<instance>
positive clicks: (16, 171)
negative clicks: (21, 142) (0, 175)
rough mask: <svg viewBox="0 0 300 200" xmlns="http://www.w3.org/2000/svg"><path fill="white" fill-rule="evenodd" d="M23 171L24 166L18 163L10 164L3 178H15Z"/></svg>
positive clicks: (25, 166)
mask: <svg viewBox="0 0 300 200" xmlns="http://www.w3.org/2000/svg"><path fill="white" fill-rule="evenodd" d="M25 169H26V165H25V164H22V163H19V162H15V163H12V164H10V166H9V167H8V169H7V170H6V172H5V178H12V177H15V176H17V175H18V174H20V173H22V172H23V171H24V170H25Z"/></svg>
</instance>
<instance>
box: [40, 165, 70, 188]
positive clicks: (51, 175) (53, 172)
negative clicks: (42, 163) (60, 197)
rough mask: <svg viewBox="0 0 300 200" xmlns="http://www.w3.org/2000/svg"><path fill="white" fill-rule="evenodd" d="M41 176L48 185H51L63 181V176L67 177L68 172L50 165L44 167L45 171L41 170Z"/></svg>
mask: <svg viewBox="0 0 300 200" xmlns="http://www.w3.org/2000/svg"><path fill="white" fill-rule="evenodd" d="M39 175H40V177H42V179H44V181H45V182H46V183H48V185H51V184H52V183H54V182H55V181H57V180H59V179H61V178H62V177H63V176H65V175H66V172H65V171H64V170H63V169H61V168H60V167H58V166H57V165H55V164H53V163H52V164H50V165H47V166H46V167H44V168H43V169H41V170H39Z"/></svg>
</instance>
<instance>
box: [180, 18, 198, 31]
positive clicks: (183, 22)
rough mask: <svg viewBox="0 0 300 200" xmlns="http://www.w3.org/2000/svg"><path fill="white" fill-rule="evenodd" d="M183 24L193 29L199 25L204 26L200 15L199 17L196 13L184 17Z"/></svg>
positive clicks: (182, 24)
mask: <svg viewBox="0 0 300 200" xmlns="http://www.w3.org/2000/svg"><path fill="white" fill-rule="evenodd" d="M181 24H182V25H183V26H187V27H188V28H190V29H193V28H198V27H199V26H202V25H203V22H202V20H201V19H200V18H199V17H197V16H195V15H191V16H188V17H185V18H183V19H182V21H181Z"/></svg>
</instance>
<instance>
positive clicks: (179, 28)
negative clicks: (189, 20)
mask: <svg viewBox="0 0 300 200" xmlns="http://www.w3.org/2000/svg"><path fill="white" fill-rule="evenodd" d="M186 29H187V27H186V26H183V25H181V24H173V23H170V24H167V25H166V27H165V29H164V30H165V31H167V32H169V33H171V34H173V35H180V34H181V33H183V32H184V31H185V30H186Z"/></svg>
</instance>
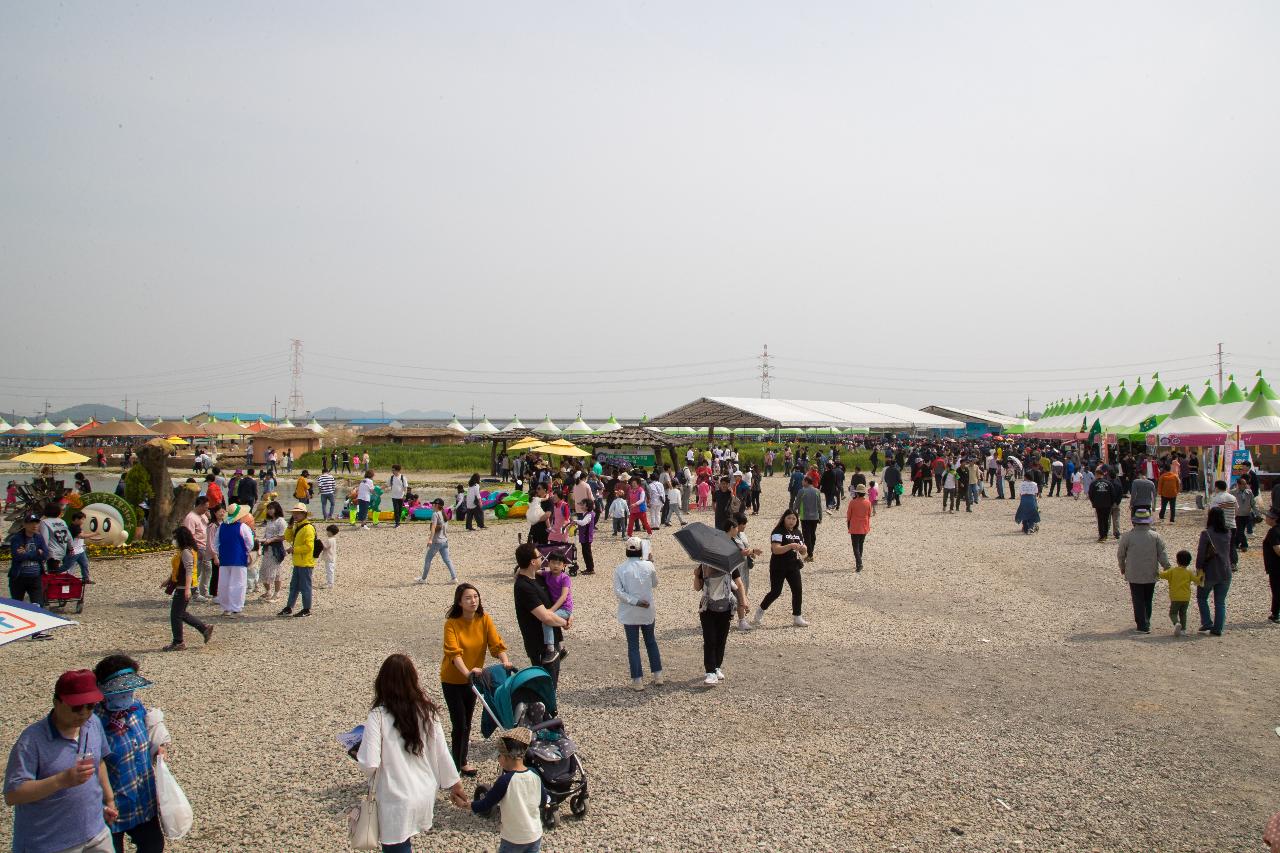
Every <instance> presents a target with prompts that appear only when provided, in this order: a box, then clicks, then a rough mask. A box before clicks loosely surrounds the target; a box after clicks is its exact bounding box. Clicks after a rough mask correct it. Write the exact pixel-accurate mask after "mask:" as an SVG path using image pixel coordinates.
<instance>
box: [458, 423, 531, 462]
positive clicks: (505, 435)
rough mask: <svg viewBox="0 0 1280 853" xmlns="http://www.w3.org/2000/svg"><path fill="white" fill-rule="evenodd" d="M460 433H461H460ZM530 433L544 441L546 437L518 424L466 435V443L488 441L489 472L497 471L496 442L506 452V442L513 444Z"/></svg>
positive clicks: (496, 443)
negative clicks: (493, 432)
mask: <svg viewBox="0 0 1280 853" xmlns="http://www.w3.org/2000/svg"><path fill="white" fill-rule="evenodd" d="M460 435H461V433H460ZM530 435H532V437H534V438H536V439H539V441H545V439H547V438H548V437H547V435H541V434H539V433H535V432H534V430H531V429H526V428H524V427H518V428H516V429H503V430H502V432H497V433H489V434H480V435H467V437H466V439H467V442H468V443H475V444H479V443H480V442H489V473H490V474H497V473H498V444H502V452H503V453H506V452H507V444H515V443H516V442H518V441H520V439H521V438H529V437H530Z"/></svg>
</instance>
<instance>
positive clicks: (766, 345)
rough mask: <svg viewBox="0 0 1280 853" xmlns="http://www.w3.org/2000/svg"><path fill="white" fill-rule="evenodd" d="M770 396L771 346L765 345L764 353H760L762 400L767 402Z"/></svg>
mask: <svg viewBox="0 0 1280 853" xmlns="http://www.w3.org/2000/svg"><path fill="white" fill-rule="evenodd" d="M768 396H769V345H768V343H765V345H764V351H763V352H760V398H762V400H767V398H768Z"/></svg>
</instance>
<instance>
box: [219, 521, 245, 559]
mask: <svg viewBox="0 0 1280 853" xmlns="http://www.w3.org/2000/svg"><path fill="white" fill-rule="evenodd" d="M239 529H241V523H238V521H233V523H230V524H221V525H219V526H218V562H219V565H223V566H247V565H248V549H247V548H246V547H244V540H243V539H242V538H241V530H239Z"/></svg>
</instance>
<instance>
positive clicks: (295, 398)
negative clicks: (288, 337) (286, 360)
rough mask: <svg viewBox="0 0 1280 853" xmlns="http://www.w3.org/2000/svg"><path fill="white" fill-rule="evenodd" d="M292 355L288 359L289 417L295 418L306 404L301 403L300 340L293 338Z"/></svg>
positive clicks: (300, 352)
mask: <svg viewBox="0 0 1280 853" xmlns="http://www.w3.org/2000/svg"><path fill="white" fill-rule="evenodd" d="M292 350H293V355H292V356H291V359H289V373H291V374H292V375H291V384H289V418H291V419H292V418H297V416H298V412H301V411H302V410H303V409H306V406H303V405H302V341H298V339H297V338H293V343H292Z"/></svg>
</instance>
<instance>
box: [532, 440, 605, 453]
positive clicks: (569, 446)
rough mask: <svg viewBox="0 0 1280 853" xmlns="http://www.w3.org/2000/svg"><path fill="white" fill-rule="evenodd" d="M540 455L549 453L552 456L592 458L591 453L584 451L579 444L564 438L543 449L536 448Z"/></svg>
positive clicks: (547, 444) (549, 442) (539, 447)
mask: <svg viewBox="0 0 1280 853" xmlns="http://www.w3.org/2000/svg"><path fill="white" fill-rule="evenodd" d="M536 450H538V452H539V453H549V455H552V456H590V455H591V453H590V452H589V451H585V450H582V448H581V447H579V446H577V444H575V443H573V442H570V441H564V439H563V438H557V439H556V441H553V442H548V443H547V444H544V446H543V447H539V448H536Z"/></svg>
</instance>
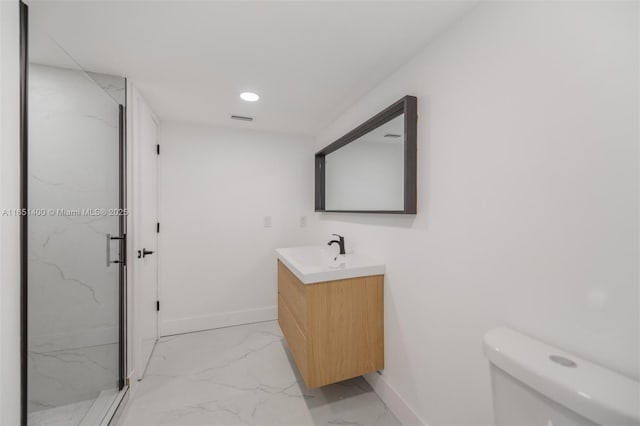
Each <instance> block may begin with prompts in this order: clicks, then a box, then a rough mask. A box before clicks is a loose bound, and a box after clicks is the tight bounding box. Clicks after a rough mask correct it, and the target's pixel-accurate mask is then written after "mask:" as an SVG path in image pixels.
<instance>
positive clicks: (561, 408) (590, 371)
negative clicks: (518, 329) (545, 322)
mask: <svg viewBox="0 0 640 426" xmlns="http://www.w3.org/2000/svg"><path fill="white" fill-rule="evenodd" d="M484 353H485V355H486V356H487V358H488V359H489V362H490V371H491V384H492V390H493V401H494V416H495V422H496V425H499V426H502V425H504V426H506V425H509V426H512V425H523V426H524V425H527V426H533V425H541V426H551V425H555V426H558V425H611V426H614V425H615V426H631V425H634V426H638V425H640V383H638V382H637V381H635V380H633V379H631V378H629V377H626V376H623V375H621V374H619V373H616V372H614V371H610V370H607V369H605V368H602V367H600V366H598V365H595V364H593V363H590V362H588V361H586V360H584V359H581V358H579V357H577V356H575V355H572V354H569V353H567V352H565V351H563V350H561V349H558V348H555V347H553V346H549V345H547V344H545V343H542V342H540V341H537V340H535V339H532V338H530V337H528V336H526V335H524V334H521V333H519V332H517V331H514V330H511V329H509V328H505V327H501V328H496V329H493V330H491V331H489V332H488V333H487V334H486V335H485V336H484Z"/></svg>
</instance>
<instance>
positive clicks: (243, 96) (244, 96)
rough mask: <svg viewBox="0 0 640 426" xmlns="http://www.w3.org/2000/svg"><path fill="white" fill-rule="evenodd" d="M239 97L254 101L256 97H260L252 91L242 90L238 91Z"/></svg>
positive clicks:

-- -- --

◆ タスク目的
入力データの先頭から「positive clicks: (25, 166)」を含む行まで、両端の行も含めてすべての行を一字も変えずに返してください。

◆ 回答
<instance>
positive clicks: (16, 171)
negative clicks: (21, 142) (0, 175)
rough mask: <svg viewBox="0 0 300 200" xmlns="http://www.w3.org/2000/svg"><path fill="white" fill-rule="evenodd" d="M23 171L24 166L18 163L10 164L3 178H15Z"/></svg>
positive clicks: (25, 166)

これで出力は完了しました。